Top of INFORMATION PROVIDED
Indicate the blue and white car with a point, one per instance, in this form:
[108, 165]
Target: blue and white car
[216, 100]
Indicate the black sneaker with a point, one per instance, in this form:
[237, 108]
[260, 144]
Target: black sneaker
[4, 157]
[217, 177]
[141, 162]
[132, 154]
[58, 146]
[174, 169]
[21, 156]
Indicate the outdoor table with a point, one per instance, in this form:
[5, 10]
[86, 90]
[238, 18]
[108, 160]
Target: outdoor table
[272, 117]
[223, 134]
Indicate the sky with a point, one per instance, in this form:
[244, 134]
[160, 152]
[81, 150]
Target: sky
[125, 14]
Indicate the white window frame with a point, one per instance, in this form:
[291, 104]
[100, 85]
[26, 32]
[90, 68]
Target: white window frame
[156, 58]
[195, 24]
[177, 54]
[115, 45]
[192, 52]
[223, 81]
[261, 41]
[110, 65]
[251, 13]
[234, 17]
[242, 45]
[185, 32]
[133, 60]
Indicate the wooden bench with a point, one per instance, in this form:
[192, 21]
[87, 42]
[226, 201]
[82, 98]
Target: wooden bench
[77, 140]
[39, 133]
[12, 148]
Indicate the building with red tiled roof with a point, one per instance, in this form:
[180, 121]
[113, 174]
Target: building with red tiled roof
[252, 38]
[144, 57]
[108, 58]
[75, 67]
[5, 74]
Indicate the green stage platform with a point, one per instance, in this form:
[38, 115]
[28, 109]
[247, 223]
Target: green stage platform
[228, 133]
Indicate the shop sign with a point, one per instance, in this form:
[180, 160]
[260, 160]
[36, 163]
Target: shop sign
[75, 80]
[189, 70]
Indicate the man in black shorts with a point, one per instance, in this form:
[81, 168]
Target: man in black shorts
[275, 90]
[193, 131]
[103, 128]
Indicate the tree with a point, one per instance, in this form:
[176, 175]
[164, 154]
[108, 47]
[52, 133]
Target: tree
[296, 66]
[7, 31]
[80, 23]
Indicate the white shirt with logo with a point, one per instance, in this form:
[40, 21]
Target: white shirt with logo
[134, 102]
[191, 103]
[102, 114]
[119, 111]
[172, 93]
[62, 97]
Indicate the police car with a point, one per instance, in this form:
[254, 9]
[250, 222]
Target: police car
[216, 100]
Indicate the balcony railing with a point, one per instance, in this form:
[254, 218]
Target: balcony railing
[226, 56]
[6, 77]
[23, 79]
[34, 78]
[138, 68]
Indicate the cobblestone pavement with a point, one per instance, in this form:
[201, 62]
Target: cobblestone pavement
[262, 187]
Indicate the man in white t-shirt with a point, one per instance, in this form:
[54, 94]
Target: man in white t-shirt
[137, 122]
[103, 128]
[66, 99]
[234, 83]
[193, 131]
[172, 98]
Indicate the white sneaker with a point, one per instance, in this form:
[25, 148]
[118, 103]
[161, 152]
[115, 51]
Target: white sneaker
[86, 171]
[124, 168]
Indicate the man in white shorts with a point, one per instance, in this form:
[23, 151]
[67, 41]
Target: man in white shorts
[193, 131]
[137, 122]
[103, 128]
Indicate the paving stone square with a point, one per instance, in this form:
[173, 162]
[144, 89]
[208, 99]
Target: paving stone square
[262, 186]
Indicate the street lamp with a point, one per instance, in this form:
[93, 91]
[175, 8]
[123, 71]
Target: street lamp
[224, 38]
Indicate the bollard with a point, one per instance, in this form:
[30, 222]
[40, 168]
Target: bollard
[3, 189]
Bottom of INFORMATION PROVIDED
WHAT YOU HAVE TO DO: The records above are to be printed out again exactly, without omission.

WRITTEN ANSWER:
Indicate the blue and white car with a point, one per instance, in this form:
[108, 165]
Target: blue and white car
[216, 100]
Indicate the black sneaker with a point, one per instance, in this form:
[237, 108]
[260, 144]
Target: black sneaker
[4, 157]
[217, 177]
[141, 162]
[132, 154]
[58, 146]
[174, 169]
[21, 156]
Indicate the outdoor table with a point, one per instance, in this form:
[5, 10]
[86, 90]
[238, 18]
[108, 160]
Target: outdoor table
[272, 117]
[223, 134]
Indicate the sky with a point, one per instance, in this form:
[244, 134]
[160, 152]
[81, 150]
Target: sky
[125, 14]
Indicate the white window frame with a point, one per instance, in this form:
[291, 104]
[100, 85]
[26, 32]
[90, 68]
Target: white window frame
[156, 58]
[195, 24]
[177, 54]
[115, 45]
[192, 52]
[223, 81]
[261, 41]
[110, 65]
[251, 13]
[234, 17]
[242, 45]
[185, 32]
[133, 60]
Indicate the wooden bench with a point, one per instance, in this form:
[192, 21]
[87, 42]
[226, 201]
[82, 98]
Target: wooden bench
[77, 140]
[39, 133]
[12, 148]
Indicate the building with red tiled roof with a point, one per instance, in this form:
[180, 121]
[113, 174]
Target: building with red tiled roof
[252, 38]
[144, 57]
[108, 58]
[75, 67]
[5, 74]
Indicate the green stage platform with a point, one per instance, in this form:
[38, 115]
[28, 109]
[247, 223]
Target: green stage platform
[228, 133]
Indicate the shop sign with a point, one per instance, in this form:
[180, 160]
[260, 160]
[36, 163]
Target: shop sign
[75, 80]
[189, 70]
Indicate the man in black shorts with a point, one per instance, in this form:
[81, 168]
Target: man in black shorts
[275, 90]
[193, 131]
[103, 128]
Indicate the tree with a point, one per instance, in this form:
[176, 175]
[164, 154]
[108, 47]
[52, 133]
Target: tree
[296, 66]
[7, 31]
[80, 23]
Indicate the white shirt with logo with a point, one per instance, in this form:
[40, 21]
Target: white shirt with logo
[134, 102]
[191, 103]
[102, 114]
[119, 111]
[172, 93]
[62, 97]
Indicate the police car with a point, one per instance, in this form:
[254, 9]
[250, 222]
Target: police car
[216, 100]
Indicate the balcony railing with a point, one per instance, in this form:
[254, 218]
Target: balcony railing
[226, 56]
[6, 77]
[23, 79]
[34, 78]
[138, 68]
Indicate the cobblestone pavement with a point, one per instance, in this form:
[201, 62]
Target: cobblestone pavement
[262, 187]
Indicate the man in white t-shirt with a point, one per instance, in this form:
[54, 94]
Target: man in white t-shirt
[137, 122]
[103, 128]
[66, 99]
[234, 83]
[193, 131]
[172, 98]
Indicate the white sneaker with a point, one per instance, in this form:
[25, 148]
[118, 103]
[161, 152]
[115, 51]
Target: white sneaker
[86, 171]
[124, 168]
Indicate the man in white shorts with a point, one per instance, in this form:
[23, 151]
[67, 41]
Target: man in white shorts
[193, 131]
[137, 122]
[103, 128]
Indicate the paving stone square with a point, one per instance, in this form:
[173, 162]
[144, 89]
[208, 99]
Target: paving stone square
[262, 186]
Indicate the street lamp with a point, one per instance, in this form:
[93, 91]
[175, 8]
[123, 71]
Target: street lamp
[224, 38]
Indicate the bollard with a point, one per instance, in this form:
[30, 222]
[40, 168]
Target: bollard
[3, 189]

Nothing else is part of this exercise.